Look below for the line that contains "Mark the innermost point of each instance of the boat.", then quote it and all the lines after it, exactly, with the pictures left out.

* START DATA SUPPLIED *

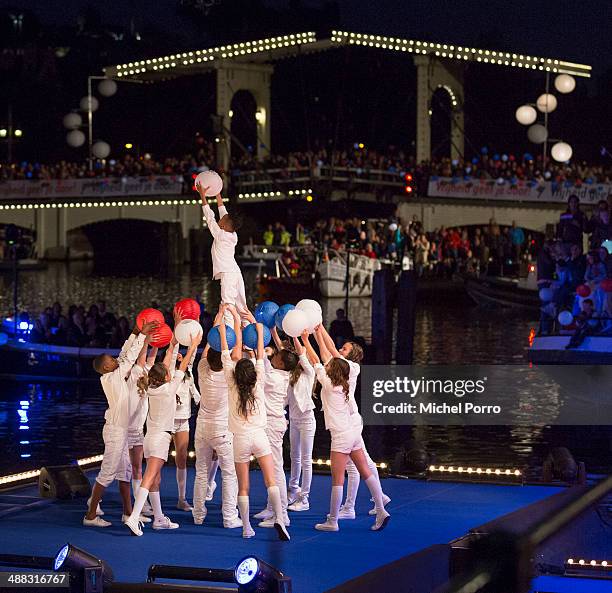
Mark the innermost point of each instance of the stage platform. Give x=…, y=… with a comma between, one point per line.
x=423, y=513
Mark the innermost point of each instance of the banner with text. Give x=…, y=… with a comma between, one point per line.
x=91, y=188
x=525, y=191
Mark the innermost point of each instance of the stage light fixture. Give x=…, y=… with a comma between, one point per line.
x=87, y=573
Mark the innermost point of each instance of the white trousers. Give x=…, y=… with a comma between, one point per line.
x=207, y=441
x=301, y=437
x=232, y=293
x=275, y=436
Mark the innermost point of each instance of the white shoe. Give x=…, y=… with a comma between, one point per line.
x=282, y=532
x=232, y=523
x=210, y=491
x=147, y=510
x=386, y=501
x=134, y=525
x=141, y=518
x=346, y=512
x=265, y=514
x=248, y=532
x=329, y=525
x=301, y=504
x=164, y=523
x=97, y=522
x=183, y=505
x=382, y=518
x=99, y=511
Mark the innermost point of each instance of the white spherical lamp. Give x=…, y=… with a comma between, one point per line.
x=537, y=133
x=101, y=149
x=72, y=121
x=107, y=87
x=526, y=115
x=75, y=138
x=561, y=152
x=546, y=103
x=87, y=101
x=565, y=83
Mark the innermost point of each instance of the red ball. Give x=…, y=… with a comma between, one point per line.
x=606, y=285
x=583, y=291
x=188, y=309
x=161, y=336
x=148, y=315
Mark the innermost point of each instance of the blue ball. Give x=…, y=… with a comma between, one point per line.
x=265, y=313
x=249, y=336
x=280, y=315
x=214, y=339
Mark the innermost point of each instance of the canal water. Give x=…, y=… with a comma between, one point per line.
x=55, y=422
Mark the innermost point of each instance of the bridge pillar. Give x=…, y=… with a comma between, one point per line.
x=231, y=78
x=431, y=75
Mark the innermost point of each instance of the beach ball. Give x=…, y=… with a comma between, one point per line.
x=249, y=336
x=185, y=329
x=583, y=291
x=280, y=315
x=188, y=309
x=295, y=322
x=212, y=180
x=148, y=315
x=161, y=336
x=214, y=339
x=546, y=294
x=266, y=312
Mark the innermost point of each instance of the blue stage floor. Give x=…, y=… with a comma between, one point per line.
x=423, y=513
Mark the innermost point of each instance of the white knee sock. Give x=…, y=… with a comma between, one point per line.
x=140, y=499
x=156, y=504
x=373, y=484
x=181, y=480
x=274, y=501
x=243, y=508
x=334, y=502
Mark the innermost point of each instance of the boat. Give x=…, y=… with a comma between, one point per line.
x=518, y=293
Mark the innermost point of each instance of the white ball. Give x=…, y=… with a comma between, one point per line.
x=565, y=83
x=75, y=138
x=546, y=103
x=84, y=104
x=107, y=87
x=305, y=304
x=561, y=152
x=295, y=322
x=72, y=121
x=185, y=329
x=526, y=115
x=537, y=133
x=101, y=149
x=212, y=180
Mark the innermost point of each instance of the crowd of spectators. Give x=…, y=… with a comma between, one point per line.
x=86, y=327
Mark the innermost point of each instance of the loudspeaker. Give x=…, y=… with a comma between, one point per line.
x=63, y=482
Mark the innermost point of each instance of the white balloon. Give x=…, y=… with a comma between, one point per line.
x=537, y=133
x=107, y=87
x=561, y=151
x=526, y=115
x=72, y=121
x=185, y=329
x=101, y=149
x=546, y=103
x=212, y=180
x=75, y=138
x=295, y=322
x=306, y=304
x=84, y=104
x=565, y=83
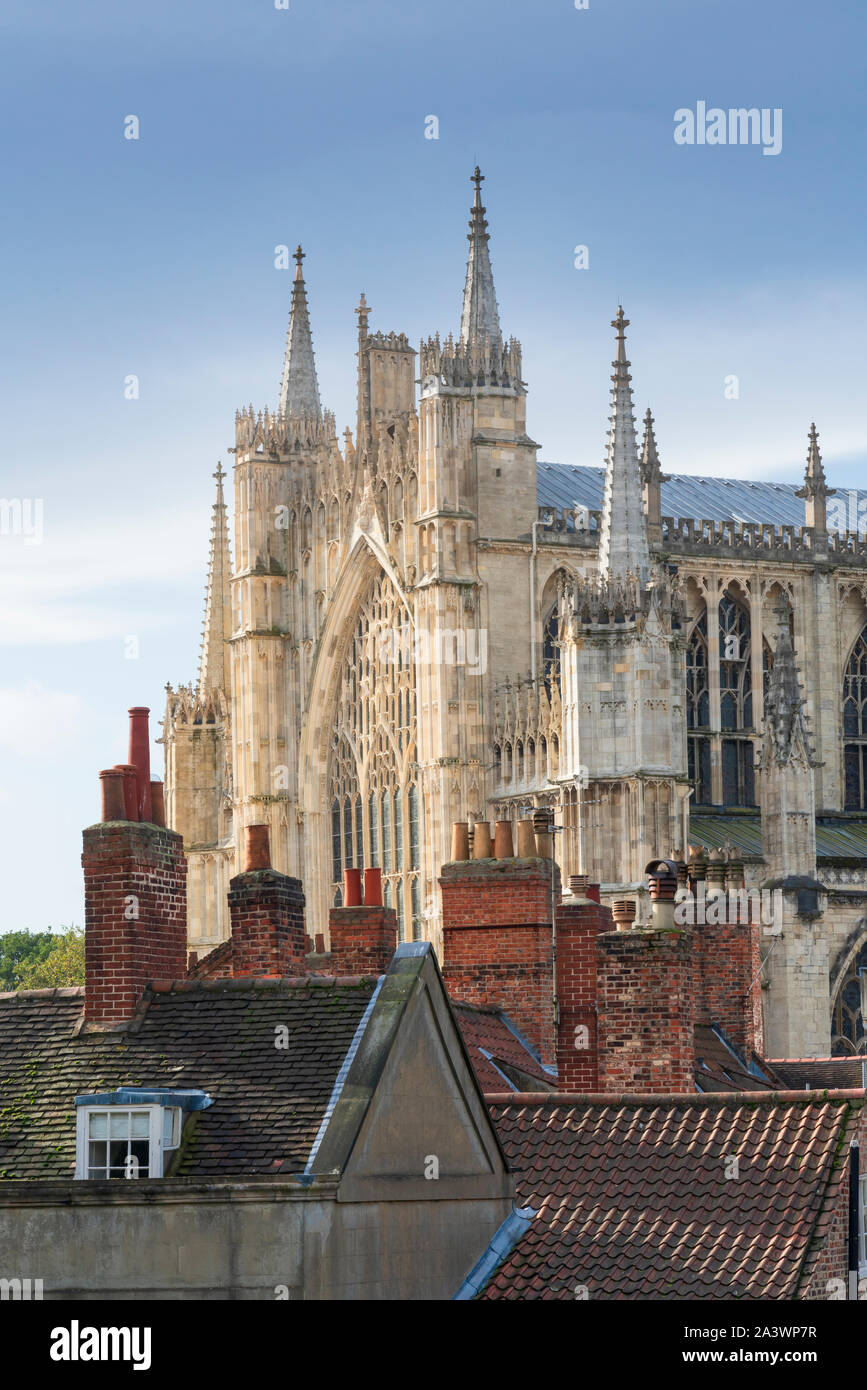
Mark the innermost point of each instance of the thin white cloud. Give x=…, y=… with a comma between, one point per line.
x=35, y=722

* END DATA SUPPLIED *

** WRITTEN SOLUTION **
Mark the innermost point of each instance of the boat. Give x=…, y=… with a comma between, one point per line.
x=518, y=293
Mark the innermost point of each instance of the white ball. Give x=…, y=… with a comma between, one point per line.
x=565, y=83
x=75, y=138
x=546, y=103
x=84, y=104
x=107, y=87
x=305, y=304
x=561, y=152
x=295, y=322
x=72, y=121
x=185, y=329
x=526, y=115
x=537, y=133
x=101, y=149
x=212, y=180
Mark the innermost point of each instance of the crowd of spectators. Give x=…, y=… with a comma between, one point per line.
x=86, y=327
Mark the innermost point of each instance of the loudspeaker. Give x=…, y=… with a comma between, one point per line.
x=63, y=482
Mark the innermost point of each instance of the white balloon. Give x=…, y=… with a comma between, one point per line.
x=537, y=133
x=107, y=87
x=561, y=151
x=526, y=115
x=72, y=121
x=185, y=329
x=101, y=149
x=546, y=103
x=212, y=180
x=75, y=138
x=295, y=322
x=306, y=304
x=84, y=104
x=565, y=83
Mark the innermost point of each instance of the thin white cloud. Give x=…, y=… with a comma between, one point per line.
x=35, y=722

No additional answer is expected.